◆ Problem statement ◆
According to the passage on jeepney modernization, through which two banks can transport cooperatives or their members get government loans?

The idea behind consolidating single operators into transport cooperatives is to pool the actual vehicles and their respective routes into practical units for financing upgrades of the jeepneys from the polluting, death-trap eyesores most of them are into modernized versions; and for rationalizing route franchises, removing duplicates, adjusting some routes and adjusting the numbers of vehicles plying routes to make them both financially viable for owner-operators and adequately meeting passenger demand.

To purchase the upgraded vehicles, members of the transport cooperatives, or the cooperatives themselves, can access government loans through Land Bank of the Philippines or the Development Bank of the Philippines. The arrangement at least partly solves one of the biggest complaints of the resisters to the modernization program that the cost of the upgraded jeepneys is too high for owner-operators to bear; the cooperatives can arrange the financing and then provide the vehicles to the owners on terms that may be easier to manage.

According to the DoTr, 1,316 cooperatives have been accredited since the program began in 2017. The economic stress of the coronavirus pandemic has apparently accelerated the uptake of the program: 84 new cooperatives, each with a minimum of 15 members, have been formed since July. In spite of activists noisily championing their "livelihoods," many drivers and operators seem to have concluded that getting on board with the modernization program offers better prospects than standing on Katipunan Avenue all day with a cardboard sign asking for handouts.

Point-per-instance localization data
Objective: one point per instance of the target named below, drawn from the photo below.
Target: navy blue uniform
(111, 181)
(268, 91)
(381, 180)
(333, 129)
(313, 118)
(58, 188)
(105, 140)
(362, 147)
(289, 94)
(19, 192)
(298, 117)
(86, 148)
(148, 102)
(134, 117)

◆ Answer section ◆
Land Bank of the Philippines and the Development Bank of the Philippines